(Aim of the task) Copies of all lines that contain "statue" are needed; take them from the data below.

*** Opening of Supplied material ***

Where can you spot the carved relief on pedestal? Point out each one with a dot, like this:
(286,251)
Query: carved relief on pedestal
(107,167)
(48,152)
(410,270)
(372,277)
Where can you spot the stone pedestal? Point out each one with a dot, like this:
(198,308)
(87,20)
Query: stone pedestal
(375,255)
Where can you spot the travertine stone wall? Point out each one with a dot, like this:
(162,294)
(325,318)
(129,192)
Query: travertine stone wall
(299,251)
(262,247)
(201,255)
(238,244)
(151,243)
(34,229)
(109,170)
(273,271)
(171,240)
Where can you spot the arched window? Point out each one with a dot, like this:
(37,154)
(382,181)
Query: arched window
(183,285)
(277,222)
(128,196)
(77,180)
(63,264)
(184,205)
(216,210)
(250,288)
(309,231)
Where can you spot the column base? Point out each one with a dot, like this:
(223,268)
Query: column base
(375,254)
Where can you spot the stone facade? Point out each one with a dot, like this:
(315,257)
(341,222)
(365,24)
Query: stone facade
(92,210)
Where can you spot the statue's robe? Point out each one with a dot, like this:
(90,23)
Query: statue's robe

*** Close of Supplied material ***

(Solution for this exercise)
Where can you spot the statue's robe? Point out each one with a dot, like this:
Query: statue's robe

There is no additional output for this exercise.